Dataset entries:
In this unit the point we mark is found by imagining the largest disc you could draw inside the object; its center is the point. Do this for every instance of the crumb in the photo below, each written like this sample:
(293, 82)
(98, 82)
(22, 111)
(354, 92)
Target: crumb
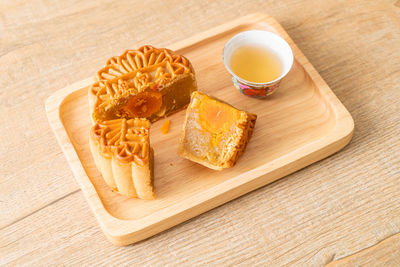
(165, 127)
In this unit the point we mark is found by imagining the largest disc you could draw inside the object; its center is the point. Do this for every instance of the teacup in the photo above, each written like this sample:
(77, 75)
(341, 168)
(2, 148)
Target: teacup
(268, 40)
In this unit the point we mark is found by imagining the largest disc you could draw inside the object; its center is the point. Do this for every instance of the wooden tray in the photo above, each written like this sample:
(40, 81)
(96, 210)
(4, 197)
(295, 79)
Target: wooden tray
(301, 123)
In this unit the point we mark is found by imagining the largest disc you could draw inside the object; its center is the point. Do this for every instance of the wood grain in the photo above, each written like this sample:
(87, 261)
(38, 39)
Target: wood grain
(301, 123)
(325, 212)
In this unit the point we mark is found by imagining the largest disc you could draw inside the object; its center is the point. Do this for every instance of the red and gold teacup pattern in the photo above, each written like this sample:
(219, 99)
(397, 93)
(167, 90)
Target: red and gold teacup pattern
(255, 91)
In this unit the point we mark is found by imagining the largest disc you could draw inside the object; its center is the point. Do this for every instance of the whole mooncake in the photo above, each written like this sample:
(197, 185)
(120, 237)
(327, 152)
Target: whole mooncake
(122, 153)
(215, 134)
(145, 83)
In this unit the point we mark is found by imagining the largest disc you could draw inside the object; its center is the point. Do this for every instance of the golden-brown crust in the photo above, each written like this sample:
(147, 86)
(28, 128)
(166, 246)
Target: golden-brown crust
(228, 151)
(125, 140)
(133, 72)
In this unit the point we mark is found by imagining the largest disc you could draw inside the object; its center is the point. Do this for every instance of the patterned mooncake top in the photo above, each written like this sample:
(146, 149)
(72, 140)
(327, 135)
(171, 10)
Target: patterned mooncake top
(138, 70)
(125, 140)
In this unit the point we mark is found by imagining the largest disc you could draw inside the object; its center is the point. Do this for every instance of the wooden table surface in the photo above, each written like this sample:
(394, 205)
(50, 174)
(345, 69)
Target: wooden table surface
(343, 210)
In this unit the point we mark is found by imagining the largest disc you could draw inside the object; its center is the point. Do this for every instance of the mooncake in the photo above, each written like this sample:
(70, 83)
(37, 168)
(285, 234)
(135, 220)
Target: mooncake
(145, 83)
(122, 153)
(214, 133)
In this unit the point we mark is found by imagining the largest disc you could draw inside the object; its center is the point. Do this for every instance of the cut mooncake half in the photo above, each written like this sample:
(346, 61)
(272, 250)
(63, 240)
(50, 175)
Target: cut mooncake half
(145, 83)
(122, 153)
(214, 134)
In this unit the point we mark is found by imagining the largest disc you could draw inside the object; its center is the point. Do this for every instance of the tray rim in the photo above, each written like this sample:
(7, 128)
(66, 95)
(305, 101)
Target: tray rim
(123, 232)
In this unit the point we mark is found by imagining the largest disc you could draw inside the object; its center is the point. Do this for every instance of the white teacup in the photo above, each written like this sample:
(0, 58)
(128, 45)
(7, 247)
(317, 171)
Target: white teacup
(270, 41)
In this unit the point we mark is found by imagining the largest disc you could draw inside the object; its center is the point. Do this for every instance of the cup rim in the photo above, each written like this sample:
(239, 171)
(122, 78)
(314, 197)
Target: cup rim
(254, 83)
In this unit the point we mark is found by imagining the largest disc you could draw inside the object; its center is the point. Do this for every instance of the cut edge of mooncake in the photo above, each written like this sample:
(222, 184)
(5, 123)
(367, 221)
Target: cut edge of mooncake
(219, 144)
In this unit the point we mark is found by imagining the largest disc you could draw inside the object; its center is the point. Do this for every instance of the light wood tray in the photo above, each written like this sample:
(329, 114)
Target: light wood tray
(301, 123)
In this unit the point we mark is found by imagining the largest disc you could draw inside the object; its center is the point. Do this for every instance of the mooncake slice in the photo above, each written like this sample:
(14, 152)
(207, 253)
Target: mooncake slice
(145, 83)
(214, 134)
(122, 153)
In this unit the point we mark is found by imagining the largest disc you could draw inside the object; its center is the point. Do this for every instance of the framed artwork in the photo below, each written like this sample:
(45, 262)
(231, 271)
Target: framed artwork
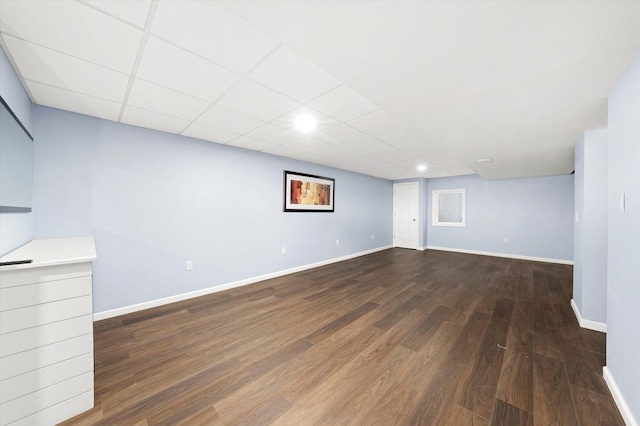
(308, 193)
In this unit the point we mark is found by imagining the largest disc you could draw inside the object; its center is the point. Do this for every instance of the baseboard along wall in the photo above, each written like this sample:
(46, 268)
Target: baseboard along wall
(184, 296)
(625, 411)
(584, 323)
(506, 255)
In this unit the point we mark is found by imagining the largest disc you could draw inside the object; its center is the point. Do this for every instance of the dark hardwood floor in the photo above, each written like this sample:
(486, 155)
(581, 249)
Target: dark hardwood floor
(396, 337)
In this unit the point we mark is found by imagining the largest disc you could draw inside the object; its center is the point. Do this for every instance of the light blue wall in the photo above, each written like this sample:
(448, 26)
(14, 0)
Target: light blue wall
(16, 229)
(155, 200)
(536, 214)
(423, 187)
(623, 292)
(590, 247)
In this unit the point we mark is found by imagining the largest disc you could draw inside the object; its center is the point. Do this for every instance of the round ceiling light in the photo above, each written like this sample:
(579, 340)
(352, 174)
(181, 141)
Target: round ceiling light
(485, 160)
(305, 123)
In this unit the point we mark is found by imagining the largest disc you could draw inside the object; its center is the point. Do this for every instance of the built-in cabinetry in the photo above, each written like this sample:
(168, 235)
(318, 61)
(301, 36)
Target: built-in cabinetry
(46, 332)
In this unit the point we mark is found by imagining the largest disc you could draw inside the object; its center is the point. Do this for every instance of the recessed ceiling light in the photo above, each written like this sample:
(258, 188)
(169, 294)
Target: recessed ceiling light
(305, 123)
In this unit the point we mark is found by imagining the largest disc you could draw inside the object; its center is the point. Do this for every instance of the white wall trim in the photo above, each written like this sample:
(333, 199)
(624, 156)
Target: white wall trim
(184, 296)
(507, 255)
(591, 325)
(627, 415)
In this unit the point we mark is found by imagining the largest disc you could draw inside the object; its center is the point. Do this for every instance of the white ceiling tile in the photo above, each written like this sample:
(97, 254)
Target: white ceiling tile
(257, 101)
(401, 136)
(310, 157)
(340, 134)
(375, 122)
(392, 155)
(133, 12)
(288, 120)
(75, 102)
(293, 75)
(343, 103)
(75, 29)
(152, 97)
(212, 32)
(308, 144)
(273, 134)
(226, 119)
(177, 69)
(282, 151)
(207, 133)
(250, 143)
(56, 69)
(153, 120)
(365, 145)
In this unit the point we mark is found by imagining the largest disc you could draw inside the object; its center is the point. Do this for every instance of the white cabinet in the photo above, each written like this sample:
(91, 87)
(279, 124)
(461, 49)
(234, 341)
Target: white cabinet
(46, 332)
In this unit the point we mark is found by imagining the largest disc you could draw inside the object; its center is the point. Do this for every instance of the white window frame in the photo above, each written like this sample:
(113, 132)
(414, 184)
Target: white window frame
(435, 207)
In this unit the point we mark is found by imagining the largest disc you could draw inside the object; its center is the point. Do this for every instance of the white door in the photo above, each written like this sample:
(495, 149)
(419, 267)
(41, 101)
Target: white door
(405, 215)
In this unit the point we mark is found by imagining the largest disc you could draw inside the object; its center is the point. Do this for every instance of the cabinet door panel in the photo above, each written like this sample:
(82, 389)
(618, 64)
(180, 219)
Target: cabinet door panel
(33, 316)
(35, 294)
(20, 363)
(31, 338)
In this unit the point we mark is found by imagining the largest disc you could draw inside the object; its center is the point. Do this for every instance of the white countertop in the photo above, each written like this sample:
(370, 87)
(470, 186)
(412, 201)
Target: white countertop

● **Exercise**:
Once the pictures are set aside, transcribe the remaining lines above exactly.

● **Response to this exercise**:
In this unit the point we mark is found by imagining the largest disc you could draw inside the object; its center is the point. Do this for every instance of the crumb in the photo below, each written like this sample:
(293, 82)
(98, 82)
(22, 111)
(354, 92)
Target: crumb
(165, 127)
In this unit the point we mark is found by imagining the largest disc you could draw inside the object; its center is the point. Do this for every instance of the teacup in the photo above, each written like this sample:
(77, 75)
(341, 168)
(2, 148)
Target: teacup
(268, 40)
In this unit the point we mark is found by imagining the largest disc you could draw inside the object; its center is the point. Do this for every instance of the wooden tray in the photo above, each written like this sample:
(40, 81)
(96, 210)
(4, 197)
(295, 79)
Target: wooden tray
(301, 123)
In this unit the point we mark is found by imagining the largest disc you could draw inside the object; its center is the point. Do this for every instance of the wood grain in the photo above, each written like this sample:
(87, 261)
(38, 39)
Target: wood grain
(301, 123)
(325, 212)
In this unit the point we mark is found by imagining the largest disc you could draw inside the object; its center is the point. Do this for every instance of the red and gold teacup pattern in the photo above, each written like this sample:
(219, 99)
(397, 93)
(167, 90)
Target: red and gold teacup pattern
(255, 91)
In this unit the point we mark is found by imagining the largest disc you could draw inside the object; its center is the point. Do this for every instance of the whole mooncake in the photo above, each written like this sample:
(197, 185)
(120, 237)
(327, 152)
Target: whole mooncake
(122, 153)
(215, 134)
(145, 83)
In this unit the point we mark is found by imagining the largest disc you could draw inside the object; its center is the point. Do this for every instance of the golden-brown crust in the photo above, each written like this sample:
(147, 86)
(28, 128)
(166, 246)
Target: golden-brown crust
(228, 151)
(125, 140)
(133, 72)
In this unit the point we mark is found by imagining the largest disc you could draw inside the object; its center is the point. Do this for every instance of the patterned mooncake top in the photo above, each written like this sample:
(146, 149)
(72, 140)
(327, 135)
(171, 10)
Target: patterned mooncake top
(138, 70)
(125, 140)
In this unit the point we mark is found by imagining the largest disc you could draw inside the object; its center is the point. Do this for every instance of the wooden table surface in the photo above, each written like this sample:
(394, 205)
(50, 174)
(345, 69)
Target: wooden table surface
(343, 210)
In this unit the point we mark is found by imagining the largest disc you could draw inside the object; its center is the point. Do this for every instance of the mooncake in the photo above, each written like this sample:
(70, 83)
(37, 168)
(285, 234)
(135, 220)
Target: mooncake
(145, 83)
(122, 153)
(214, 133)
In this unit the point we mark is found by imagining the largest disc you could draw inside the object; its center is the point. Do this for every instance of the cut mooncake half in the photo above, each written like this sample:
(346, 61)
(272, 250)
(63, 240)
(50, 175)
Target: cut mooncake half
(145, 83)
(122, 153)
(214, 134)
In this unit the point we mark is found by imagining the largest disc you could draw inside the object; its center is the point. Do this for every instance of the tray rim in the photo above, each written like this sample:
(7, 128)
(66, 95)
(305, 101)
Target: tray rim
(123, 232)
In this unit the point we mark is found by imagining the largest disc you could draw inside the object; its center is the point. Do this for every instance of the white teacup in the photo above, each written like this sample:
(0, 58)
(128, 45)
(7, 247)
(317, 171)
Target: white teacup
(270, 41)
In this unit the point we mark is found by imagining the largest disc you could draw inside the object; its center is the point. Do this for every instance of the cup rim in the photo above, each written like this sample:
(239, 171)
(122, 78)
(314, 197)
Target: cup rim
(254, 83)
In this unit the point we mark is found by imagining the largest disc you could draw inside the object; its center is the point. Do this for every instance of the cut edge of mooncake in the photo above, each written like this sample:
(222, 184)
(5, 123)
(367, 221)
Target: cut edge of mooncake
(219, 144)
In this unit the point we mark is found by imagining the largest disc you could draw inside the object; its center is the point. Do this for every instance of the light wood tray in the photo above, each written like this sample:
(329, 114)
Target: light wood tray
(301, 123)
In this unit the point we mark is found by imagining the largest disc you could draw inside the object; its center is the point. Do this for every instance of the mooncake slice in the photo above, each written like this sample:
(14, 152)
(207, 253)
Target: mooncake slice
(145, 83)
(214, 134)
(122, 153)
In this unit the point we mark is found by imagining the largest disc you could draw inside the object; its center is the point. Do this for every instance of the framed artwork in the photo below, each written like this sample:
(45, 262)
(231, 271)
Target: framed artwork
(308, 193)
In this unit the point we mark is found by imagining the largest disc you could draw inside the object; its center is the point. Do this for every instance of the baseboard along wall in the photo above, each written like this sample:
(46, 268)
Target: baseboard along wall
(184, 296)
(625, 411)
(584, 323)
(506, 255)
In this unit the point we mark is found by imagining the largest disc you could draw inside the object; its center is the point. Do this for every instance of the dark hardwood floor in the photo above, each written like this sample:
(486, 155)
(581, 249)
Target: dark hardwood floor
(396, 337)
In this unit the point we mark is found by imagining the largest disc you could draw inside the object; its center is the point. Do this for every instance of the light blue wall in the photo above, each written like this sample:
(448, 26)
(14, 0)
Target: light blue wall
(16, 229)
(155, 200)
(536, 214)
(423, 187)
(623, 292)
(590, 247)
In this unit the point we mark is found by imagining the largest disc you could draw inside the object; its center is the point. Do this for every instance of the round ceiling light in the photo above, each written like this sample:
(579, 340)
(352, 174)
(181, 141)
Target: round ceiling light
(485, 160)
(305, 123)
In this unit the point we mark is found by imagining the largest disc you could draw inside the object; its center is the point. Do this for every instance of the built-in cabinetry in the photo above, each written like this sample:
(168, 235)
(318, 61)
(301, 36)
Target: built-in cabinetry
(46, 332)
In this unit the point we mark is found by imagining the largest disc you could draw inside the object; its center is the point. Do this for every instance of the recessed ceiling light in the photo above, each written like this sample:
(258, 188)
(169, 294)
Target: recessed ceiling light
(305, 123)
In this unit the point we mark is found by imagining the largest disc you could draw inside the object; its center is the point. Do this for every instance of the white wall trim in the photo above, each written like this sample:
(333, 199)
(624, 156)
Target: white wall trim
(184, 296)
(507, 255)
(591, 325)
(627, 415)
In this unit the point we mark is found by imagining the largest disc you could draw inside the object; its center is the point. Do this for every instance of the white ceiling tile in the photo above, each written like this sample:
(97, 254)
Target: white ceiling tile
(257, 101)
(401, 136)
(310, 157)
(340, 134)
(375, 122)
(392, 155)
(133, 12)
(288, 120)
(75, 102)
(293, 75)
(343, 103)
(75, 29)
(152, 97)
(212, 32)
(308, 144)
(273, 134)
(226, 119)
(177, 69)
(282, 151)
(207, 133)
(250, 143)
(56, 69)
(153, 120)
(365, 145)
In this unit the point we mark is found by imagining the largest disc you could draw inside the object; its center is the point. Do this for every instance of the white cabinet in the photo above, each written like this sample:
(91, 87)
(279, 124)
(461, 49)
(234, 341)
Target: white cabinet
(46, 332)
In this unit the point we mark is found by imagining the largest disc you could draw inside the object; its center is the point. Do this for every instance of the white window frame in the photo above, each written like this sample:
(113, 132)
(414, 184)
Target: white window frame
(435, 207)
In this unit the point we mark is found by imagining the largest disc you could draw inside the object; its center is the point. Do this for every instance of the white door in the photo above, each written like this sample:
(495, 149)
(419, 267)
(41, 101)
Target: white door
(405, 215)
In this unit the point we mark is found by imagining the largest disc you could draw inside the object; its center is the point. Do this for every instance of the cabinet door panel in the photo above, each written like this sample:
(82, 389)
(618, 64)
(180, 219)
Target: cabinet door panel
(33, 316)
(35, 294)
(20, 363)
(31, 338)
In this unit the point we mark is found by imagining the largest disc you could draw inside the object; its center is the point. Do this for every instance of the white countertop in the photo above, each written like this sample:
(370, 87)
(470, 186)
(412, 201)
Target: white countertop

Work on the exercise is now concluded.